[Point localization data]
.....

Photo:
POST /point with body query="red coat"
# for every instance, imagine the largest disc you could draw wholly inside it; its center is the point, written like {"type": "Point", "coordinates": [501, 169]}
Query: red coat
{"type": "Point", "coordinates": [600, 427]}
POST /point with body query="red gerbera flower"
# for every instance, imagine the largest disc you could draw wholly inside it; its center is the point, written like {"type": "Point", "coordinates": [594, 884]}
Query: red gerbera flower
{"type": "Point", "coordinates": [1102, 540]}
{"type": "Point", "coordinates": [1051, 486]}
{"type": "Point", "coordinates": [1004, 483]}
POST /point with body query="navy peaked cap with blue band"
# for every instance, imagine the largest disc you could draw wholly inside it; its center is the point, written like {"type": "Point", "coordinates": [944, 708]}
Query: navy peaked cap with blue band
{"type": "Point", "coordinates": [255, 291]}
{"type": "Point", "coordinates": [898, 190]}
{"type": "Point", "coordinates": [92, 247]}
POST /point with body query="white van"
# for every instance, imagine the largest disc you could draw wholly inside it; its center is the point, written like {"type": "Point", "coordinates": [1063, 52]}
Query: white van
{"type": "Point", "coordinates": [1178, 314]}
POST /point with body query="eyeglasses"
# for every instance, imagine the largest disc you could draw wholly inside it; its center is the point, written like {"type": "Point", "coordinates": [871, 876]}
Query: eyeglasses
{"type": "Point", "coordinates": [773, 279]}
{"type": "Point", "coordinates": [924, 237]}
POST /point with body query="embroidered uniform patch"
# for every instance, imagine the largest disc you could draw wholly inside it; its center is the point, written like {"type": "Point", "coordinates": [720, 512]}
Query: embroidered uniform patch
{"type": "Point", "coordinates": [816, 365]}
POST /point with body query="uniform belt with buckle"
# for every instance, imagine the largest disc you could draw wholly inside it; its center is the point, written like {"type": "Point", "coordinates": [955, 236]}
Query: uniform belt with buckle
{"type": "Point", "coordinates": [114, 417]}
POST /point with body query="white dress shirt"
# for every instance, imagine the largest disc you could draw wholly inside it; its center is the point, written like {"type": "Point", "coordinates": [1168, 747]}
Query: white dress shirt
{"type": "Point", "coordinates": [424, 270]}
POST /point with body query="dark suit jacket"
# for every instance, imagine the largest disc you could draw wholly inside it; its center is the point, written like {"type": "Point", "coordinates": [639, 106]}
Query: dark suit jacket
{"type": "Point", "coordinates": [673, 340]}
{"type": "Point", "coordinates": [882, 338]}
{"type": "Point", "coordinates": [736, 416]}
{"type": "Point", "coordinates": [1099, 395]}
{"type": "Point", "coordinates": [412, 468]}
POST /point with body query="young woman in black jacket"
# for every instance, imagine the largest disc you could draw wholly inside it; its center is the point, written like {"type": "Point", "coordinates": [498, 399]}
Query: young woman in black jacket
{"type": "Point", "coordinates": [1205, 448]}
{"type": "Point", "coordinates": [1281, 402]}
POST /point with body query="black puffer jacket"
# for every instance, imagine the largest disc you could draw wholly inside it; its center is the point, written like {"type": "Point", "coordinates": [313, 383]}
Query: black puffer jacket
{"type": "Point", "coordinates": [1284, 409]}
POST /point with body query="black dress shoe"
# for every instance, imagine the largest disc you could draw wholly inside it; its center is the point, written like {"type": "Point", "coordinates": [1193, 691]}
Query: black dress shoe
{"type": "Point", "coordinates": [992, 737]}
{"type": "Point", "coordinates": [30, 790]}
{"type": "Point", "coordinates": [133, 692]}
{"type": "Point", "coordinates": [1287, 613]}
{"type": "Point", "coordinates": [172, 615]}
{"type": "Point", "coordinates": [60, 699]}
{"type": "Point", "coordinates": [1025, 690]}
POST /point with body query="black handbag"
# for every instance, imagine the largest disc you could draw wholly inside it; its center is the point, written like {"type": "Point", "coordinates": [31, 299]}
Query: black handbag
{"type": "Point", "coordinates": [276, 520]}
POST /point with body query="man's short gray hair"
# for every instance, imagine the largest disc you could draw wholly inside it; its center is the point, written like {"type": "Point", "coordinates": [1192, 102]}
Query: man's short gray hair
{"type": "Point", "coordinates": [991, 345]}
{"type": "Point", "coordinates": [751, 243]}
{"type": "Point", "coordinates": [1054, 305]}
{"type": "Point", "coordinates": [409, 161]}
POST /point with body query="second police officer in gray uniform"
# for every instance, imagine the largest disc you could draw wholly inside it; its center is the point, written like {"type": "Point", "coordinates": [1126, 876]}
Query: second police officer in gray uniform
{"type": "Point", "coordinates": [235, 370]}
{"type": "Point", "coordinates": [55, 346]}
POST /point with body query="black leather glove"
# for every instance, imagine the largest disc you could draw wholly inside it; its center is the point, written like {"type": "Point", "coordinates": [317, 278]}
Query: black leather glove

.....

Try it -> If a line in the records includes "glove", it counts toward the total; report that total by itself.

Solution for this task -> 2